[AUFGABENSTELLUNG 1] Welches Amt übernimmt Jörg Kukies laut dem Textauszug?
===== TEXTAUSZUG
Bundesregierung:Ein Goldman-Sachs-Manager kann der Politik helfen

Der neue Finanzminister Olaf Scholz holt mit Jörg Kukies einen umstrittenen Staatssekretär ins Haus.

Bundesministerium der Finanzen in Berlin: Schärfere Gesetze schrecken Steuerbetrüger offenbar kaum ab.

(Foto: imago stock&people/imago/Schöning)

Der Deutschland-Co-Chef der Investmentbank wird Staatssekretär im Finanzministerium. Mancher findet das irritierend - zu Unrecht.
==========
[AUFGABENSTELLUNG 2] Geben Sie die Einträge von der Zeile mit „query | camera operator's black jacket“ bis einschließlich zum Ende der Einträge Wort für Wort aus.
===== ARBEITSDATEN
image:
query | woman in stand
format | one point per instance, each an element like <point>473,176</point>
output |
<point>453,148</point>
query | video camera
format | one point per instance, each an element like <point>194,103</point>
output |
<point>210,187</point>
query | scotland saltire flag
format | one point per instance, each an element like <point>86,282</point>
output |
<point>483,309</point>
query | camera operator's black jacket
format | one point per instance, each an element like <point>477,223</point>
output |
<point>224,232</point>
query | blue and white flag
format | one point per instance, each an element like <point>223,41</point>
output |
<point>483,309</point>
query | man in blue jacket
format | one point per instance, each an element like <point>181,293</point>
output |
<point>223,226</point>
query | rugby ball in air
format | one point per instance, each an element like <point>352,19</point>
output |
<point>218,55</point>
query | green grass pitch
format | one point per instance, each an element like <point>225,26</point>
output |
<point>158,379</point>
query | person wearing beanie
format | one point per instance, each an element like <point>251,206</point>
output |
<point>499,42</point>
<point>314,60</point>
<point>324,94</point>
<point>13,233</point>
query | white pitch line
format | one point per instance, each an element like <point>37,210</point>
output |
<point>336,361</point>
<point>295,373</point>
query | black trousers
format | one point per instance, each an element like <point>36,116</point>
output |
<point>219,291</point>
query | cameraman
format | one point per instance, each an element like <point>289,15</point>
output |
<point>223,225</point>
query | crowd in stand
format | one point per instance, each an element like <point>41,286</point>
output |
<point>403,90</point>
==========
[LÖSUNG 1] Er wird Staatssekretär im Finanzministerium.

[LÖSUNG 2]
query | camera operator's black jacket
format | one point per instance, each an element like <point>477,223</point>
output |
<point>224,232</point>
query | blue and white flag
format | one point per instance, each an element like <point>223,41</point>
output |
<point>483,309</point>
query | man in blue jacket
format | one point per instance, each an element like <point>181,293</point>
output |
<point>223,226</point>
query | rugby ball in air
format | one point per instance, each an element like <point>352,19</point>
output |
<point>218,55</point>
query | green grass pitch
format | one point per instance, each an element like <point>225,26</point>
output |
<point>158,379</point>
query | person wearing beanie
format | one point per instance, each an element like <point>251,206</point>
output |
<point>499,42</point>
<point>314,60</point>
<point>324,94</point>
<point>13,233</point>
query | white pitch line
format | one point per instance, each an element like <point>37,210</point>
output |
<point>336,361</point>
<point>295,373</point>
query | black trousers
format | one point per instance, each an element like <point>36,116</point>
output |
<point>219,291</point>
query | cameraman
format | one point per instance, each an element like <point>289,15</point>
output |
<point>223,225</point>
query | crowd in stand
format | one point per instance, each an element like <point>41,286</point>
output |
<point>403,90</point>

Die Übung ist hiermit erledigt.